(What the task requires):
Copy each entry below unchanged; the images do not go in the copy.

START Supplied records

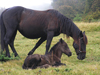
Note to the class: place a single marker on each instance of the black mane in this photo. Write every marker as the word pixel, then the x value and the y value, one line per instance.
pixel 53 48
pixel 66 25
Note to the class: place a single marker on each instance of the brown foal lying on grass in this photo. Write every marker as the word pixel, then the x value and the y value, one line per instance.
pixel 52 58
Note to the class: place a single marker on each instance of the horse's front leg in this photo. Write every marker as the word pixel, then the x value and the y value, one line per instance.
pixel 42 39
pixel 50 35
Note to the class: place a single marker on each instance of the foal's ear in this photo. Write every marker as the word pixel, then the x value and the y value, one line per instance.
pixel 81 34
pixel 61 40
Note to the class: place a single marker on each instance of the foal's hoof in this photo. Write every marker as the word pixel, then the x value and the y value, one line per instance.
pixel 30 53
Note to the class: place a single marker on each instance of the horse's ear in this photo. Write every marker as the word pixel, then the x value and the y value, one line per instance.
pixel 61 40
pixel 81 34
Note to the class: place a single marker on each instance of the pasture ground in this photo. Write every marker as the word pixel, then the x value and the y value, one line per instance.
pixel 89 66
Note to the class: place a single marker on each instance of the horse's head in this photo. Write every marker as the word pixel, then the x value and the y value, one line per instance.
pixel 80 46
pixel 64 47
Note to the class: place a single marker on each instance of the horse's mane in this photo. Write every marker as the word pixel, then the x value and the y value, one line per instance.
pixel 66 25
pixel 53 48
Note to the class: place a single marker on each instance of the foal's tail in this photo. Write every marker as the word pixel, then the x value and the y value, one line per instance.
pixel 3 31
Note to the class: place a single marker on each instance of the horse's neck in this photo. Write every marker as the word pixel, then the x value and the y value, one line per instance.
pixel 74 31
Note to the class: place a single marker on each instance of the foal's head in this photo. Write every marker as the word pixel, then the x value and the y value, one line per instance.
pixel 62 47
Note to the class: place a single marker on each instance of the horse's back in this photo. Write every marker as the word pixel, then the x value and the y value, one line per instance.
pixel 12 15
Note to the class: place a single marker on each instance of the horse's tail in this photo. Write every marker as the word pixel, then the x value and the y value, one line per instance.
pixel 3 31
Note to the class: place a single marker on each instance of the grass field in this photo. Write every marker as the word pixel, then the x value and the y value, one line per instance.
pixel 89 66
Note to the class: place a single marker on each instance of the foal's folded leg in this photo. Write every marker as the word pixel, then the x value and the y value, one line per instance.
pixel 45 66
pixel 59 64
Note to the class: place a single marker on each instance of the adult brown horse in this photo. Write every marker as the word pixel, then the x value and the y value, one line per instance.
pixel 38 24
pixel 52 58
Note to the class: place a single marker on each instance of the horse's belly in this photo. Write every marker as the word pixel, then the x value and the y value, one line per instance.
pixel 32 34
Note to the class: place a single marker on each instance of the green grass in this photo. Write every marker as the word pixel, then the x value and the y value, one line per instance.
pixel 89 66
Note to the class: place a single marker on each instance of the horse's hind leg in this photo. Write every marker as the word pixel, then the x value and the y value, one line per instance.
pixel 7 39
pixel 12 44
pixel 37 45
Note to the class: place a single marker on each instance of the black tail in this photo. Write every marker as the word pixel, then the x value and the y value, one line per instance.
pixel 3 31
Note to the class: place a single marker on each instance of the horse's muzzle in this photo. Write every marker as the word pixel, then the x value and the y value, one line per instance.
pixel 69 54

END Supplied records

(Solved problem):
Note to the class: place a single marker on each instance of the black mane in this photo. Write every marker as the word pixel, then the x value and the y value, one line per instance.
pixel 53 48
pixel 66 25
Note to the class: place a single marker on each instance of the brown foal lying on grass in this photo. Write every marker as the word pixel, then the x value and the y value, one line per instance.
pixel 52 58
Note to the class: place a single marker on each instance of the horse's front leg in this photo. Write every marker as the word pixel, then the x value and the y value, one line per instance.
pixel 42 39
pixel 50 35
Note to the class: place a single marker on each instance of the foal's ear in this photo. Write every marker as the word pixel, then the x value and the y value, one line per instance.
pixel 81 34
pixel 61 40
Note to the class: place a single marker on each instance of the foal's hoof in this photo. Write every marker as the word pixel, then the x value and the y value, one line per instance.
pixel 30 53
Note to the class: place a single marker on each instance of the horse's ear in this photo. Write every marker as the word pixel, then the x value and the y value, one line per instance.
pixel 61 40
pixel 81 34
Note to the class: place a single marker on each instance of the pasture ground in this photo. Write every marker as the word pixel, then the x value and the y value, one line per instance.
pixel 89 66
Note to the class: place a single marker on each instance of the horse's head in this photo. Write every marker as the word pixel, then the x value and the y value, one line per instance.
pixel 80 46
pixel 64 47
Note to the class: place a single marker on each instance of the horse's mane in this photo. Write every marker as the word pixel, then the x value and the y value, one line per instance.
pixel 66 25
pixel 53 48
Note to the class: place a single marker on each instance of the foal's tail in this photo. Write every marker as the word pixel, then the x value and the y value, one line per instance.
pixel 3 31
Note to the class: place a single marker on each instance of the horse's neck in this photo. Write every marker as the word pixel, then the x value and the y value, one line per instance.
pixel 74 31
Note to the class: place a single marker on each instance of the foal's head in this photo. Write every marker as the word pixel, then the x value and the y value, one line per instance.
pixel 62 47
Note to the class: place a single marker on each instance of the horse's back in this photo. Write every marker as the word pixel, then the x value and the y value, one line per instance.
pixel 12 15
Note to the class: place a single marker on each instance of the horse's tail in this photo. Write every marker as the word pixel, then the x value and the y value, one line per instance.
pixel 3 31
Note to the class: place a single marker on each instance of the grass field in this photo. Write every marker as the word pixel, then the x value and the y value, one line per instance.
pixel 89 66
Note to the class: place a single marker on each instance of the foal's folded leg in this photo. Write every marker as the word pixel, then the x value and the y value, one line per instance.
pixel 45 66
pixel 59 64
Note to the class: place a single marker on each instance of the adult brown horse in this photo. Write every marker as the word pixel, then the x value and the y value, one line per instance.
pixel 38 24
pixel 52 58
Note to the class: place a single marker on each instance of the horse's belly in this photo. Write every marker as the word pixel, then the x value and the y value, one line per instance.
pixel 32 34
Note to the class: place a single marker on each instance of the green grass in this photo. Write every marker as the word pixel, then the x value and the y value, one line per instance.
pixel 89 66
Note to the class: place a single marker on each instance of the horse's hind leg in this photo. Write every marker as the word pixel, then the x value and the y value, one line per instance.
pixel 7 39
pixel 12 44
pixel 37 45
Note to the class: place a single marker on each instance of the black tail in this photo. Write every marker as the word pixel, then the x value and the y value, one line per instance.
pixel 3 31
Note to the class: place a single marker on each instance of the horse's muzzle in this photo. Write every marker as the word pixel, then the x value and the y value, one line per instance.
pixel 69 54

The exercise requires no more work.